• [Excerpt provided]
■ ■ ■ ■
My sister lives in US and told me that there are two schools in her town: the “mostly white” one and the worse one. Kids go to one or another based on their address. She said that her kids went to the better school and she had to prove her residence only once and then no one bothered her anymore. Latinos were asked to prove their residence every year. Penalty for sending your kid to the better school while living in the worse part of town? Jail. This is still happening in US today.
I had to explain to my mother the other day that this used to happen so often, even my Grandpa had a side hustle as a Navy commander to help buy his sailors’ land, because VA loan or not, they wouldn’t loan to some of them. And that was from the 60’s to the 80’s.
My mother was born in the mid-1930s and from time to time she likes to talk about “the good ol’ days” of her childhood when people respected each other blah blah blah. I remind her of the horrific racism and she’s like “but I didn’t even know any black people!” lol.
Scarier still this mindset is creeping back.
Never left.
Quarantined to mostly one party, but never cured.
In honor of NWA, Fuck The Police!
This guy is a stand up dude.
I saw ‘BHM’ and read it as ‘big handsome men’. Was confused for a bit.
“Big Handsome Men in you local area want to help you. Click now!”
He wasn’t, as housing discrimination was illegal. He was sentenced, later overturned, for sedition, for trying to start a race war as part of a supposed communist plot
And everyone knows that if something is illegal it can’t happen.
■ ■ ■ ■
• [Prompt 1]
Duplicate the stretch of the discussion from "My sister lives" through "in US today.".
• [Prompt 2]
According to the discussion, why did the commenter's grandfather, a Navy commander, take on a side hustle?
The items placed after the discussion are not needed for the work here.
■ ■ ■ ■
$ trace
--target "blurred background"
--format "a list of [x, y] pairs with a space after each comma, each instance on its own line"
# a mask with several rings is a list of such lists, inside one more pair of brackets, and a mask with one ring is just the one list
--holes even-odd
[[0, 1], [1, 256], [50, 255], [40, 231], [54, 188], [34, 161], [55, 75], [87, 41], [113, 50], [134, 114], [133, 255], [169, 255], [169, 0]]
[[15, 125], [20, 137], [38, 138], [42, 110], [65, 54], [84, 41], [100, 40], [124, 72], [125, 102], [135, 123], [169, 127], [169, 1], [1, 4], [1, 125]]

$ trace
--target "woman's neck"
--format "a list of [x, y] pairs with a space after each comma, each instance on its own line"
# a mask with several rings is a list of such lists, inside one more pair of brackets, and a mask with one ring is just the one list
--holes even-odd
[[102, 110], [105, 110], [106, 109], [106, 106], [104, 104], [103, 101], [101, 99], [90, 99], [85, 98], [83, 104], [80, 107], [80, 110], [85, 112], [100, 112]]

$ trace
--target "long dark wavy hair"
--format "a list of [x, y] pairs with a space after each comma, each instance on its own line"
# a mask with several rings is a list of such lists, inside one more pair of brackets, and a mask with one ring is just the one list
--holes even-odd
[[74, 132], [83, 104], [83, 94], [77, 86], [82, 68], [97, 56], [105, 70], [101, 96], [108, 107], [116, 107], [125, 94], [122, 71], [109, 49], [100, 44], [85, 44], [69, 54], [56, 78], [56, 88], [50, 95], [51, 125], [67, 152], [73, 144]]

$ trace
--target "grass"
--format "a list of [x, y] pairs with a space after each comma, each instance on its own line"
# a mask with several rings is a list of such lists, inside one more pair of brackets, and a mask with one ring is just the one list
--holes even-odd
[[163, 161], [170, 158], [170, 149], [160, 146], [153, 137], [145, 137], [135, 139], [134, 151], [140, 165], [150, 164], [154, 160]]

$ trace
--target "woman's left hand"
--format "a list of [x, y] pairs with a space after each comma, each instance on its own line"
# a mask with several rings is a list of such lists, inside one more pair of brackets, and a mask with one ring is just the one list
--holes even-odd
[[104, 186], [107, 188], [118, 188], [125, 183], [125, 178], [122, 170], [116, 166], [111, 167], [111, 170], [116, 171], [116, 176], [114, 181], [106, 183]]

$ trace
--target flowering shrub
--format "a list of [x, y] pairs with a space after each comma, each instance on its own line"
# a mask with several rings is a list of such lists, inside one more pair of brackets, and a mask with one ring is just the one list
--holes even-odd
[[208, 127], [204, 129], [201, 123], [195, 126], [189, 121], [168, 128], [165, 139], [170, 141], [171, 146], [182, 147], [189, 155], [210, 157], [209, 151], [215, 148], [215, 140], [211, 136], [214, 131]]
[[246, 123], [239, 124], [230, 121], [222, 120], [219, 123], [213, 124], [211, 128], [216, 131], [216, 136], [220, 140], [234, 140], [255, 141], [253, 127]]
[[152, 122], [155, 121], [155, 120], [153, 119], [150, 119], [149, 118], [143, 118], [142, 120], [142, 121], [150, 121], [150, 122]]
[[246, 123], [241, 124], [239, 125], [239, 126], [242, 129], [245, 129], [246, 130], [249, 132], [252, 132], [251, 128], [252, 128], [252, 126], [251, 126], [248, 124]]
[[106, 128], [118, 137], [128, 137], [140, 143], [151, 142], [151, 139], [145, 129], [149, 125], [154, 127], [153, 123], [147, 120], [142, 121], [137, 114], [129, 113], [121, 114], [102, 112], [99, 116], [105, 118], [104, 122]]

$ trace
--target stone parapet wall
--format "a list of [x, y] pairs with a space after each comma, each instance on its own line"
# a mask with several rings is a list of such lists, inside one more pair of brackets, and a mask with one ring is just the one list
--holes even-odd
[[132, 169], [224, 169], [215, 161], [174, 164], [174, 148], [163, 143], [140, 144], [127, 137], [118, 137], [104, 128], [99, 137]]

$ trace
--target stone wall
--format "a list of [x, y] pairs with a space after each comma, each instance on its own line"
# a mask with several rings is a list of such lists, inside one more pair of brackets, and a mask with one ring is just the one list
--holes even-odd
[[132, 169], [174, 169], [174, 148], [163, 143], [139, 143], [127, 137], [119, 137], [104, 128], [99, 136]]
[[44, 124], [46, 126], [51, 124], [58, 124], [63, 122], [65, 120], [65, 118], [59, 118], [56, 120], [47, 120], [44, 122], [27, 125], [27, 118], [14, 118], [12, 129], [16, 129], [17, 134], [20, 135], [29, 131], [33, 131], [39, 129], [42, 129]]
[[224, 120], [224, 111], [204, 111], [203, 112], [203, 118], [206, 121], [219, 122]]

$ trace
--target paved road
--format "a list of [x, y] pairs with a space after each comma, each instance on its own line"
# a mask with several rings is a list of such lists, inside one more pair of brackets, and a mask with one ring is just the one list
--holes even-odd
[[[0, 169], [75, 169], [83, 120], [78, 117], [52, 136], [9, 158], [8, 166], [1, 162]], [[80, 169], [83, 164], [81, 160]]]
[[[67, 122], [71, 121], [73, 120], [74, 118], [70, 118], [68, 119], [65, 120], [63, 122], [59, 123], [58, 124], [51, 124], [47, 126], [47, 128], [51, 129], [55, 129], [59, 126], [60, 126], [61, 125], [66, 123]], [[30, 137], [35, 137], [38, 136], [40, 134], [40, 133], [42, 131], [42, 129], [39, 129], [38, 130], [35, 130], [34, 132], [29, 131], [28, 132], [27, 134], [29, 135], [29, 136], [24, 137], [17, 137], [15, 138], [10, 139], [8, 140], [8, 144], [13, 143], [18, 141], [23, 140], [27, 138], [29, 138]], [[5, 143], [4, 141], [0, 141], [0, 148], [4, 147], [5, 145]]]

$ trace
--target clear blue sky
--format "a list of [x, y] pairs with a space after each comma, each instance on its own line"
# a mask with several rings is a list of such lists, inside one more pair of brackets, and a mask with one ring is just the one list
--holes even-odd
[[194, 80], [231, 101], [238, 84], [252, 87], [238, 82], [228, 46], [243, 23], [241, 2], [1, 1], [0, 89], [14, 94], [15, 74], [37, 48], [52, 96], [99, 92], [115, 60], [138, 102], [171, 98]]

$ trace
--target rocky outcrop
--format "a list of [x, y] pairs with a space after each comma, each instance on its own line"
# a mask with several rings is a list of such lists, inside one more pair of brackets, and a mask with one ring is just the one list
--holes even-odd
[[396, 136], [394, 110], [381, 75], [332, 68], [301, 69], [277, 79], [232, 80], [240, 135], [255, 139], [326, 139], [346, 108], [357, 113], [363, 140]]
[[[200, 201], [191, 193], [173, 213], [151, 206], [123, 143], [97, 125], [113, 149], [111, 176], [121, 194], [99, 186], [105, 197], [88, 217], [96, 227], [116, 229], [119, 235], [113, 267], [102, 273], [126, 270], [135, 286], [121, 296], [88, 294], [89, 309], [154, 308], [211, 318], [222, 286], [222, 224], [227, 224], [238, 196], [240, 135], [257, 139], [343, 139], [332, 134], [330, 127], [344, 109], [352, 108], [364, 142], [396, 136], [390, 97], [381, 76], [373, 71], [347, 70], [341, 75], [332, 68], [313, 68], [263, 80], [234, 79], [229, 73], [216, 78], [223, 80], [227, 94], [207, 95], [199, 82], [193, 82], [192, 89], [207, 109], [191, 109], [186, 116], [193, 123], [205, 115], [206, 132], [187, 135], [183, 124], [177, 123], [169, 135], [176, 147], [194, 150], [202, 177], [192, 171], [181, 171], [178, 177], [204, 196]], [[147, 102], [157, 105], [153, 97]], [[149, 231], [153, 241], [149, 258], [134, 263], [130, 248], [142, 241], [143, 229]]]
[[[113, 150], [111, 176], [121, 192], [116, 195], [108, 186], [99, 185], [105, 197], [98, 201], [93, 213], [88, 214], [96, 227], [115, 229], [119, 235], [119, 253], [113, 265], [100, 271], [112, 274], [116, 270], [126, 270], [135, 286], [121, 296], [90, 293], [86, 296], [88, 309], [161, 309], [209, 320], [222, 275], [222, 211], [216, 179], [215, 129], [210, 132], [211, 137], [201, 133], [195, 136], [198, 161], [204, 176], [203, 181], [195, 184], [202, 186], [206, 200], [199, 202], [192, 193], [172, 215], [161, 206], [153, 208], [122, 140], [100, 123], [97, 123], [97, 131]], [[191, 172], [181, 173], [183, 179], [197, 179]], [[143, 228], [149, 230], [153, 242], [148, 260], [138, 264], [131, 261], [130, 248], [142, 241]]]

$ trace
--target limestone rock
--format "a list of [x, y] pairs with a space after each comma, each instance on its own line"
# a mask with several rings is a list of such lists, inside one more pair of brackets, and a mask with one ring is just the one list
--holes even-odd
■ ■ ■ ■
• [Output 1]
My sister lives in US and told me that there are two schools in her town: the “mostly white” one and the worse one. Kids go to one or another based on their address. She said that her kids went to the better school and she had to prove her residence only once and then no one bothered her anymore. Latinos were asked to prove their residence every year. Penalty for sending your kid to the better school while living in the worse part of town? Jail. This is still happening in US today.

• [Output 2]
He helped his sailors buy land because lenders would not loan to some of them, whether or not they had a VA loan. The commenter places this between the 1960s and the 1980s.